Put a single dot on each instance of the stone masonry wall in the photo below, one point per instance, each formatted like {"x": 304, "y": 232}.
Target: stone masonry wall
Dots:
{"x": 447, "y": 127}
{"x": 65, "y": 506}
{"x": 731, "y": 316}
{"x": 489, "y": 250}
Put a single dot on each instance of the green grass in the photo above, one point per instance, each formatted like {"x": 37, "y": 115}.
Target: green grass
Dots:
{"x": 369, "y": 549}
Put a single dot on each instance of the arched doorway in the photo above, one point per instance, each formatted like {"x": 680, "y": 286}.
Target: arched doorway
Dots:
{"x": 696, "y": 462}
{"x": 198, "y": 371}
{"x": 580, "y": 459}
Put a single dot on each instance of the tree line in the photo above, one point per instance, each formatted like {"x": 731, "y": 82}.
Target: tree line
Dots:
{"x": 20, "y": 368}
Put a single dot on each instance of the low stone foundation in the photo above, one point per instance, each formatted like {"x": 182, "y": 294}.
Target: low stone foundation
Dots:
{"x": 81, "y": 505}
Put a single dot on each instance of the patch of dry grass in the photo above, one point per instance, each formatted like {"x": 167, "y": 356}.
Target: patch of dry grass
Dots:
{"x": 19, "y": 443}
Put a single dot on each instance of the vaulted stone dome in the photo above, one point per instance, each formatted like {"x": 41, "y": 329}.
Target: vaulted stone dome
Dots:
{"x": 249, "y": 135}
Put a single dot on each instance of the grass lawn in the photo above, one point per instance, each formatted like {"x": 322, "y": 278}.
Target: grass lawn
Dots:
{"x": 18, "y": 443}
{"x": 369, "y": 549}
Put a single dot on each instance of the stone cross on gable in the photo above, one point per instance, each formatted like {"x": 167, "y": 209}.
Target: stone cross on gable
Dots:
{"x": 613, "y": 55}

- Your task -
Rewrite the whole listing above, putting "Points" in place of "Dots" everywhere it appears and leaving everything else the same.

- Solution for this problem -
Put a single dot on each instance of the stone masonry wall in the photo below, one point per instance, each formatted like {"x": 304, "y": 232}.
Target: stone masonry wall
Points:
{"x": 447, "y": 127}
{"x": 65, "y": 506}
{"x": 731, "y": 316}
{"x": 489, "y": 250}
Put a single dot on each instance of the green grass in the photo above, one point per instance, each formatted like {"x": 37, "y": 115}.
Target: green grass
Points:
{"x": 369, "y": 549}
Put a single dot on each instance of the arched doorway in the photo above, one point per instance, each formatted like {"x": 680, "y": 286}.
Target: arched doorway
Points:
{"x": 696, "y": 462}
{"x": 198, "y": 371}
{"x": 580, "y": 459}
Put a single dot on each instance of the tree line in the photo above, one point per instance, each formatted like {"x": 731, "y": 82}.
Target: tree line
Points:
{"x": 20, "y": 368}
Put a single dot on each instance of the low stone foundation in the photo above, one point per instance, each formatted like {"x": 182, "y": 294}.
Target: low stone foundation
Points:
{"x": 81, "y": 505}
Put a single dot on each instance of the patch of dry grass in the photo above, one point per instance, each formatted like {"x": 167, "y": 356}.
Target: patch of dry grass
Points:
{"x": 19, "y": 443}
Put a single dot on each instance of the vaulted stone dome in the photo above, one point per instance, each formatted like {"x": 41, "y": 329}.
Target: vaulted stone dome
Points:
{"x": 249, "y": 135}
Put a single dot on each instance of the grass lawn in the photo above, one point per instance, each formatted like {"x": 322, "y": 278}.
Target: grass lawn
Points:
{"x": 18, "y": 443}
{"x": 369, "y": 549}
Put a single dot on each instance of the stone cross on gable in the photo above, one point per instance, each formatted like {"x": 167, "y": 209}.
Target: stone cross on gable
Points:
{"x": 613, "y": 55}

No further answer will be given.